Objective >> Copy out word for word the lines of the material running from the line that contains "point at the dark brown seed" through the line that contains "<point>465,603</point>", including both of those lines.

(Point annotation records)
──────────

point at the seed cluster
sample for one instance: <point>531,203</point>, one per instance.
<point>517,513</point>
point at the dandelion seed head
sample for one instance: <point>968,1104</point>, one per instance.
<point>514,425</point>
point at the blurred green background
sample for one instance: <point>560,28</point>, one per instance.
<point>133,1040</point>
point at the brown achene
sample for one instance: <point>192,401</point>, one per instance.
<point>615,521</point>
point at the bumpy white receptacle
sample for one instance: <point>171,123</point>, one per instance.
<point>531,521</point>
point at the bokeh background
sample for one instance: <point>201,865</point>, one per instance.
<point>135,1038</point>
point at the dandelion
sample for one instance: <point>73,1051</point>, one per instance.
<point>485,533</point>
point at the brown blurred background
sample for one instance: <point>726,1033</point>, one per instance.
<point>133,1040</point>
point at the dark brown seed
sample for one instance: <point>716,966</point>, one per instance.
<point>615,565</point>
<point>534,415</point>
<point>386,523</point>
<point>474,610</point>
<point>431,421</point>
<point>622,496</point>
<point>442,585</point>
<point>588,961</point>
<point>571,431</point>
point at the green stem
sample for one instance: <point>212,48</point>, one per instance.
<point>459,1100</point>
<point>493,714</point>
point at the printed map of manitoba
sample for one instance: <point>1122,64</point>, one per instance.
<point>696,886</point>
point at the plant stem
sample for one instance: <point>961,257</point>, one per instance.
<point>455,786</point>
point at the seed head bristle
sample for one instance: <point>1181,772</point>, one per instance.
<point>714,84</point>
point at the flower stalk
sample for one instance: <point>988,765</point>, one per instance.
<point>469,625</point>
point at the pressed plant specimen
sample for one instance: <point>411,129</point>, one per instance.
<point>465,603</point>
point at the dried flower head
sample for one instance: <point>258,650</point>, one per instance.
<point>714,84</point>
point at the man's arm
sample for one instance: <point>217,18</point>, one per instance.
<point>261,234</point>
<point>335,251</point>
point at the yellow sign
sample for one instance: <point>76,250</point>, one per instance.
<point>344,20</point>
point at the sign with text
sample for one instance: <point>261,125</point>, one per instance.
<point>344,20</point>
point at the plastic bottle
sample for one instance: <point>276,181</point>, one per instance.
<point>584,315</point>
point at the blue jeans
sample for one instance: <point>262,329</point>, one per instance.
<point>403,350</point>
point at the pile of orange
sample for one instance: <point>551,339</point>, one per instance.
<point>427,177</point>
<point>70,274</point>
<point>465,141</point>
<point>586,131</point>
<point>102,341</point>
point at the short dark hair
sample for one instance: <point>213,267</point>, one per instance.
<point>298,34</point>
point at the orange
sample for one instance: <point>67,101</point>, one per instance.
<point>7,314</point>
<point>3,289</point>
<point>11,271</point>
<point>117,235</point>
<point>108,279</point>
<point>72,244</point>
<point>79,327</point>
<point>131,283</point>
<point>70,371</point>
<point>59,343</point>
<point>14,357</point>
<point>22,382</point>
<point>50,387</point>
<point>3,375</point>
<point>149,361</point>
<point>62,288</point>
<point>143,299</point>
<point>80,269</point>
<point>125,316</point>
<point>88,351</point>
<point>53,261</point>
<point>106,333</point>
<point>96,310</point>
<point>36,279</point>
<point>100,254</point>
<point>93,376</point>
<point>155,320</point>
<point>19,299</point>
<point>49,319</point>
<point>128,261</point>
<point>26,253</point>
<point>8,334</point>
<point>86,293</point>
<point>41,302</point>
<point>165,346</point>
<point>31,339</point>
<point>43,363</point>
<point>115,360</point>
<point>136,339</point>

──────────

Result >>
point at the dark brown seed
sample for one instance: <point>716,966</point>, one per instance.
<point>615,565</point>
<point>534,415</point>
<point>386,523</point>
<point>474,610</point>
<point>431,421</point>
<point>622,496</point>
<point>442,585</point>
<point>588,961</point>
<point>571,431</point>
point at the green stem
sample for one instance: <point>212,48</point>, one per instance.
<point>459,1100</point>
<point>493,714</point>
point at the printed map of manitoba
sample for one instance: <point>1122,64</point>, one per instance.
<point>696,886</point>
point at the plant stem
sample for one instance: <point>961,257</point>, one per instance.
<point>455,786</point>
point at the seed head bristle
sample for one instance: <point>1181,772</point>, one per instance.
<point>714,84</point>
point at the flower stalk
sample for one instance: <point>988,765</point>, one per instance.
<point>469,625</point>
point at the pressed plant specimen
sample for one instance: <point>411,129</point>, one per instance.
<point>465,603</point>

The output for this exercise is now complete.